→ Your goal:
Return each line of the data below that contains the word "water".

Region labeling entries:
== == ==

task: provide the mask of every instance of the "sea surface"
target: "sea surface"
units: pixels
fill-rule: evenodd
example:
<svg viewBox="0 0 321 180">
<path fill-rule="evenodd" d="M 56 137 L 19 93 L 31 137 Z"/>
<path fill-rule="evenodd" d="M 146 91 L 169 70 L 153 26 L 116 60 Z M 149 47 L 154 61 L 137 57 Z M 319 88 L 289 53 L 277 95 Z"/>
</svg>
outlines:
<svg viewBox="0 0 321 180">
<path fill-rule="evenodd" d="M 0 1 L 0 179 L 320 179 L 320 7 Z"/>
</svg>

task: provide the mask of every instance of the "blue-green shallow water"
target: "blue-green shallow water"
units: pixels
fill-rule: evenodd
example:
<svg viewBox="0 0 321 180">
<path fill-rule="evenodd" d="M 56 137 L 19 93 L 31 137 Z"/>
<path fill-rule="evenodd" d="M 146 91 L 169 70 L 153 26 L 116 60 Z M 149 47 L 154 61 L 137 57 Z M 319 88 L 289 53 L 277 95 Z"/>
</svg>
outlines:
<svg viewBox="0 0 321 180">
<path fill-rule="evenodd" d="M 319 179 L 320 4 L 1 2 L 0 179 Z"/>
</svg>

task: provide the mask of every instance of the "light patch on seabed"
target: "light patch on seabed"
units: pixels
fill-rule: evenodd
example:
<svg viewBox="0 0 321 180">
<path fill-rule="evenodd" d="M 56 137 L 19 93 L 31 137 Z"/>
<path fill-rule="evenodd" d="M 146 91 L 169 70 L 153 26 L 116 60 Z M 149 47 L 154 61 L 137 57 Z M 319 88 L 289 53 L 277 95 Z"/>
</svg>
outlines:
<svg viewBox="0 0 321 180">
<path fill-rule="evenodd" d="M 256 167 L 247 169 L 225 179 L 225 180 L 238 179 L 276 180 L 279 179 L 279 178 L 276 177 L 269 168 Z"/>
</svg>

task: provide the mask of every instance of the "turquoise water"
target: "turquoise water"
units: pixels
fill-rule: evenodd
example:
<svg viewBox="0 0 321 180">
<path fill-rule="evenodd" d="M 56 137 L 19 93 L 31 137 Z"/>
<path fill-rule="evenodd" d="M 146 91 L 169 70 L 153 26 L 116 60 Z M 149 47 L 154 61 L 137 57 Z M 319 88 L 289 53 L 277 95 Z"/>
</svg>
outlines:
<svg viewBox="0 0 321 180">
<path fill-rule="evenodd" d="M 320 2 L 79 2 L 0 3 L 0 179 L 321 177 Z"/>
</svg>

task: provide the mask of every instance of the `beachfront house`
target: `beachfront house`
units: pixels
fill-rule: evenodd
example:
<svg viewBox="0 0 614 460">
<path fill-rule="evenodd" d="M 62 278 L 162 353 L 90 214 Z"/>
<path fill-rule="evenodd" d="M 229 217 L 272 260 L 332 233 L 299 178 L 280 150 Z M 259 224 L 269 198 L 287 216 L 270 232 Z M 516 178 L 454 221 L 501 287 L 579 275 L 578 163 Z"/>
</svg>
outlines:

== == ==

→ Written answer:
task: provide the mask of every instance of the "blue-green shallow water"
target: "blue-green shallow water"
task: provide the mask of every instance of the "turquoise water"
target: "turquoise water"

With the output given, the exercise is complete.